WHAT THE TASK REQUIRES: Rewrite the records below, putting "drop a marker" wherever "place a pin" appears and keeping everything else the same.

Coordinate annotation records
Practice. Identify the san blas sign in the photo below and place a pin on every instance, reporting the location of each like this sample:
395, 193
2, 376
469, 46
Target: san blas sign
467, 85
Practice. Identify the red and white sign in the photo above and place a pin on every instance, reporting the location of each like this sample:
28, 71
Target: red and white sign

ANSWER:
Practice. Identify the san blas sign in the photo below and drop a marker on every instance, reporting the location of each like this sample:
395, 193
2, 376
469, 46
Target: san blas sign
467, 85
Practice. Identify the red and white sign in the photo above and drop a marker on every instance, reporting the location of each like this sample:
28, 71
Target: red and white sign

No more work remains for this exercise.